What comes back must be the data itself, retyped exactly.
--- DATA FOR THIS TASK Enclosed Below ---
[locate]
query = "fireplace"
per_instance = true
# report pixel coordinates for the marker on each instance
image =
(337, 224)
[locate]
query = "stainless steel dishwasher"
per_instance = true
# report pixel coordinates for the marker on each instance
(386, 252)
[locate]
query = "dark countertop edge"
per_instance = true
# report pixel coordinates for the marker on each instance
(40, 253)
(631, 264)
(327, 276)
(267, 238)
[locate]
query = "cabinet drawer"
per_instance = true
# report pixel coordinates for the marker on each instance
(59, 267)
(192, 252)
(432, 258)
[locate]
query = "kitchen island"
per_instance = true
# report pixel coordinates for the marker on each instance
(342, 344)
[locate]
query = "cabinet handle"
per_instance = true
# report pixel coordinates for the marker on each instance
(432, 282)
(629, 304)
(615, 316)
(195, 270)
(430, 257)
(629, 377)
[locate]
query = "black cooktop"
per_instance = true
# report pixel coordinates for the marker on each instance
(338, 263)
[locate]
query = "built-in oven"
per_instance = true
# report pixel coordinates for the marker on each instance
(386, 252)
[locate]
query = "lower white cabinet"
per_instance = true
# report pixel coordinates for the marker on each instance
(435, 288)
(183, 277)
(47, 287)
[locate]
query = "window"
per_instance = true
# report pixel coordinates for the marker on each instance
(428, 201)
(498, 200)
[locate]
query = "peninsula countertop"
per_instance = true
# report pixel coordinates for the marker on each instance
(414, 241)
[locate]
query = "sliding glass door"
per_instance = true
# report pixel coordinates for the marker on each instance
--- End of Enclosed DATA FOR THIS TASK ---
• [TASK OUTPUT]:
[locate]
query = "fireplace"
per_instance = true
# report pixel coordinates for the marker on each instance
image =
(337, 224)
[locate]
query = "stainless steel dishwasher"
per_instance = true
# report pixel coordinates for the marker on each instance
(386, 252)
[locate]
query = "dark countertop edge"
per_instance = true
# report pixel coordinates for the marker on each instance
(40, 253)
(631, 264)
(327, 276)
(267, 238)
[locate]
query = "cabinet drawer"
per_instance = true
# report pixel coordinates for the marker on each instance
(59, 267)
(192, 252)
(432, 258)
[locate]
query = "kitchen island"
per_instance = true
# report pixel coordinates for the marker on each instance
(342, 344)
[locate]
query = "cabinet handle"
per_instance = true
# report pixel coordinates for the marker on each instance
(432, 282)
(629, 304)
(615, 316)
(195, 270)
(430, 257)
(629, 377)
[locate]
query = "black cooktop"
per_instance = true
# report pixel coordinates for the marker on each instance
(338, 263)
[locate]
query = "built-in oven"
per_instance = true
# report pixel coordinates for the marker on each instance
(386, 252)
[locate]
query = "lower white cabinet"
per_instance = true
# report pixel coordinates for the marker on each instance
(435, 288)
(183, 277)
(47, 287)
[locate]
query = "window"
per_instance = true
# report pixel coordinates for the marker on each instance
(428, 201)
(498, 200)
[locate]
query = "peninsula countertop"
per_instance = true
# report pixel coordinates for the marker on each instance
(414, 241)
[locate]
query = "sliding glass door"
per_instance = true
# report pixel coordinates for the marker on each instance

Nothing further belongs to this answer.